_Prompt:_
Report every line of the entries below that contains the string "base", copying each such line in full. Case counts.

-- Start Supplied records --

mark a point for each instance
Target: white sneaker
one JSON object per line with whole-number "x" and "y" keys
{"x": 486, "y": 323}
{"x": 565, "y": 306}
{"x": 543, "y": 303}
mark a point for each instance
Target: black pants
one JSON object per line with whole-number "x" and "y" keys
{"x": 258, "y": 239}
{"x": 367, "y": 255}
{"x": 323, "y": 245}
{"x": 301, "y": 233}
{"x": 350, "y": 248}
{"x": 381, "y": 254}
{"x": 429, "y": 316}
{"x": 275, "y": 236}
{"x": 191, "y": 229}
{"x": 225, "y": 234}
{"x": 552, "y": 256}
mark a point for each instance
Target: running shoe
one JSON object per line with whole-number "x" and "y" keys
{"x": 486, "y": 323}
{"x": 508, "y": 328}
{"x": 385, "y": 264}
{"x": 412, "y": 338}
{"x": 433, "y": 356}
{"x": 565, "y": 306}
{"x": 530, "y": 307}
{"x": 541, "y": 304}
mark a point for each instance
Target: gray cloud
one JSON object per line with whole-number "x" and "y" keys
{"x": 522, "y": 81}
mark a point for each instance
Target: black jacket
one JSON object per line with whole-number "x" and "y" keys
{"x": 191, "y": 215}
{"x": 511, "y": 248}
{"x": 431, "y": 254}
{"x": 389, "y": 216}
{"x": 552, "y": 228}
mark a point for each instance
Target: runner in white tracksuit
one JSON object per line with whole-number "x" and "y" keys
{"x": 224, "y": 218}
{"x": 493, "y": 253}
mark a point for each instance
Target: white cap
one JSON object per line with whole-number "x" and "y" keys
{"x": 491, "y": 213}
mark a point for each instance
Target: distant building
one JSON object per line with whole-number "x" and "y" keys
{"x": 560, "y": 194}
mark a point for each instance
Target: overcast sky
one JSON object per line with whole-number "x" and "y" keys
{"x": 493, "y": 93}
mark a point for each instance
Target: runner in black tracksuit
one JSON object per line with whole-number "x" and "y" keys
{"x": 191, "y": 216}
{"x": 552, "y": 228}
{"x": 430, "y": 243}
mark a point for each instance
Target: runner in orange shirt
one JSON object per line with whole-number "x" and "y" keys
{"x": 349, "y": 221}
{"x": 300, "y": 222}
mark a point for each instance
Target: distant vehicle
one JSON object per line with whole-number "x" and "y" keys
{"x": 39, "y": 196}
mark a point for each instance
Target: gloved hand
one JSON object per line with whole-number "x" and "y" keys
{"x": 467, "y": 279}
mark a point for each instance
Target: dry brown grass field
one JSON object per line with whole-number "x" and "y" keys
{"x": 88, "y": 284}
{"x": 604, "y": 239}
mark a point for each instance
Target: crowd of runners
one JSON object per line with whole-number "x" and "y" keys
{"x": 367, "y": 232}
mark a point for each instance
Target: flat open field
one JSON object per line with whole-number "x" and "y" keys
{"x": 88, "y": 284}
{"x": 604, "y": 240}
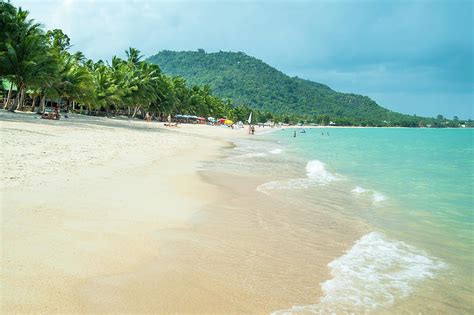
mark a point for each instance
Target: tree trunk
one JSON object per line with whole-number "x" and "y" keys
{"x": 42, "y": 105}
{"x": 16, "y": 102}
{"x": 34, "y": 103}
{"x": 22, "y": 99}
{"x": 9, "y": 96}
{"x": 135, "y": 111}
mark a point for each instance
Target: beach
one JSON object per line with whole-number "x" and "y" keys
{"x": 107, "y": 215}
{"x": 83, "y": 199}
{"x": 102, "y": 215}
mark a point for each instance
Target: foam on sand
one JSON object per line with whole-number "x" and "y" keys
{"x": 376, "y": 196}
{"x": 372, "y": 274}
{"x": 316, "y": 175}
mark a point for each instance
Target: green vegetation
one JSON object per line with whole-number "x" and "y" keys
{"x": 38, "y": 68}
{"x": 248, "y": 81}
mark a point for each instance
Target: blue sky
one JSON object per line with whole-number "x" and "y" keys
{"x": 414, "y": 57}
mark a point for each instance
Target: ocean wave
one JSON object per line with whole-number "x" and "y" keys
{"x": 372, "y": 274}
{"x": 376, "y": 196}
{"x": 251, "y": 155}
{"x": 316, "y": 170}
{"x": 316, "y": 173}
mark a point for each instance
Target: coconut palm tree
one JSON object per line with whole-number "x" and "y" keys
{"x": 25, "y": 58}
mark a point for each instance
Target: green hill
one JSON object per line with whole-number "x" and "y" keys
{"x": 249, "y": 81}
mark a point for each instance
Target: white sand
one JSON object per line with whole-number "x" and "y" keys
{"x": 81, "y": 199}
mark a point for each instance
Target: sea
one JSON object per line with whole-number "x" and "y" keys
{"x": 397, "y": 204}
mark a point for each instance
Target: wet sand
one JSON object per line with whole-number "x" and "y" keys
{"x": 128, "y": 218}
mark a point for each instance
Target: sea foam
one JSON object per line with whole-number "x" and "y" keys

-- End Supplied records --
-- Start Supplied records --

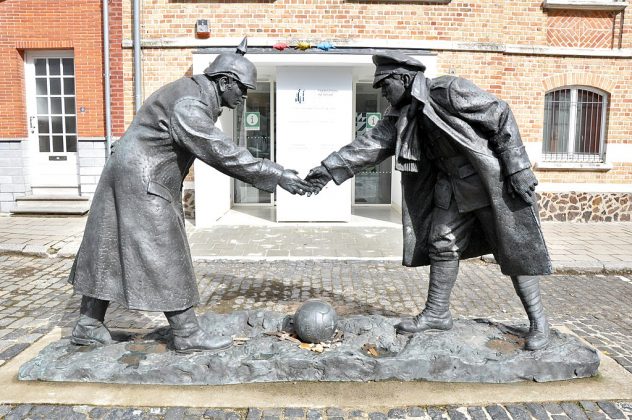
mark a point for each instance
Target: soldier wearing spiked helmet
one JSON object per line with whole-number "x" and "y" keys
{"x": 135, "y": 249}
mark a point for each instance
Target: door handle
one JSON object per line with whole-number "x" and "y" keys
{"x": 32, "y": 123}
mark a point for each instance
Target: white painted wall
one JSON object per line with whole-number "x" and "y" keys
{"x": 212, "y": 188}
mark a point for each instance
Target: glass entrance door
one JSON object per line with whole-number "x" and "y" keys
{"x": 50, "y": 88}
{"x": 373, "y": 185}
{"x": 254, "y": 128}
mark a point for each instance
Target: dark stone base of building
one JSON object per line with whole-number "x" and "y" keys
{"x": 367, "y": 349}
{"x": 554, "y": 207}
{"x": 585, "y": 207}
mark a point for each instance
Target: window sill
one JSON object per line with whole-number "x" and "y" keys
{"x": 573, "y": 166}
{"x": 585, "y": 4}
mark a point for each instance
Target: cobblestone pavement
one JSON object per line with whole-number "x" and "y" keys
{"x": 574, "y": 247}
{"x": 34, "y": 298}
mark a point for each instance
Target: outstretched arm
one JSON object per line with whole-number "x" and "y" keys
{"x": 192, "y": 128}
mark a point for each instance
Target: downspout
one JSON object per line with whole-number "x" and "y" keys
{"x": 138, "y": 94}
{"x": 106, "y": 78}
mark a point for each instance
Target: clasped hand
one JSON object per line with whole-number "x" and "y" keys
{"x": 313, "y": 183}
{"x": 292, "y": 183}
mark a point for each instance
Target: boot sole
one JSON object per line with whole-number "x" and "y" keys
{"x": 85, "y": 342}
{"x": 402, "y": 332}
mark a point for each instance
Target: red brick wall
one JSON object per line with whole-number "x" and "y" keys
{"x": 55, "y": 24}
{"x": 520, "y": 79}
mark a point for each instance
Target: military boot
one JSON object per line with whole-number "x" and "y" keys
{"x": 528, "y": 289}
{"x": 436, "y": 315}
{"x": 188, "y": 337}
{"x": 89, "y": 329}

-- End Supplied records --
-- Start Supplied records --

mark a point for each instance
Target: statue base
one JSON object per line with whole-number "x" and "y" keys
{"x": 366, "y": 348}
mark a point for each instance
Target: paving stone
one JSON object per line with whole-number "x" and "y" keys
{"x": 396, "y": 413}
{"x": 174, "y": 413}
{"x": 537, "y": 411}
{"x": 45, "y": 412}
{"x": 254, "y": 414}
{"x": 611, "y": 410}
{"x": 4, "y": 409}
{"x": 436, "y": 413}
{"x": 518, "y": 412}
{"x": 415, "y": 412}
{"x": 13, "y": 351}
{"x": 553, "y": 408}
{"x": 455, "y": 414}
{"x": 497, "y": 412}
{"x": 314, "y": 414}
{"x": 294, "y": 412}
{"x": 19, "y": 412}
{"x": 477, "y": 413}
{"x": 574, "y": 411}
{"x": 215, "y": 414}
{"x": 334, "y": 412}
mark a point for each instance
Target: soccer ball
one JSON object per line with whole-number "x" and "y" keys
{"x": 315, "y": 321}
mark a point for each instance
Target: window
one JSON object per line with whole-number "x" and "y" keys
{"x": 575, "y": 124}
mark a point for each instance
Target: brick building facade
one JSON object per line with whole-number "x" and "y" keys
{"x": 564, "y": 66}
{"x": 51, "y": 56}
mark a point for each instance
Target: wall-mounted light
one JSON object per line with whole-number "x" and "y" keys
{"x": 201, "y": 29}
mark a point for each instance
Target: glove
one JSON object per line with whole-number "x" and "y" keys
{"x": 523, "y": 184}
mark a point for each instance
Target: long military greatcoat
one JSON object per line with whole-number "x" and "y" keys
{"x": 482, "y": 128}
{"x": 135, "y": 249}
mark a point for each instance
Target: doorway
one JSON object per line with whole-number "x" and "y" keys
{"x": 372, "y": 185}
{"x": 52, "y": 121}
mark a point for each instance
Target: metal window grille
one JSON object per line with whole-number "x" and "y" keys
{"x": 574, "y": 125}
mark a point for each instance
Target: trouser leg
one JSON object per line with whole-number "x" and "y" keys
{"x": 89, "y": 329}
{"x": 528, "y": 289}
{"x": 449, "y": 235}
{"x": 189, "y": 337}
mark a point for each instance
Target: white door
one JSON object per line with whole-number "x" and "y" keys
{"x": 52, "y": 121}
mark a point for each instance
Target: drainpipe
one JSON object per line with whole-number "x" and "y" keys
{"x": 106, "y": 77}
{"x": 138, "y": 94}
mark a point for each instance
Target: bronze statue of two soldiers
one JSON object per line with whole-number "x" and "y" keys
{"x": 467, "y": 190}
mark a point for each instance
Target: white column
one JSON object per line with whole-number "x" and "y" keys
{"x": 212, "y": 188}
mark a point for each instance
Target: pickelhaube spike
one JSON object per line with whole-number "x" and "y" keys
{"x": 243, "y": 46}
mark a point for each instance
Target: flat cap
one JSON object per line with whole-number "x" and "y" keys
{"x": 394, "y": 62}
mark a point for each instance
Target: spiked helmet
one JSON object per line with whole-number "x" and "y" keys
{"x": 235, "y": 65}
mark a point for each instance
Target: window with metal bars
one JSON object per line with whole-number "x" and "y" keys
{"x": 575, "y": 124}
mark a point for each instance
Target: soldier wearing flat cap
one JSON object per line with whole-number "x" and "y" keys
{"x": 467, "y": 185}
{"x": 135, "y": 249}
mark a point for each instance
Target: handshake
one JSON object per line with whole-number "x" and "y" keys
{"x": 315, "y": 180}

-- End Supplied records --

_Answer to this problem:_
Target: dark stone base of building
Target: statue base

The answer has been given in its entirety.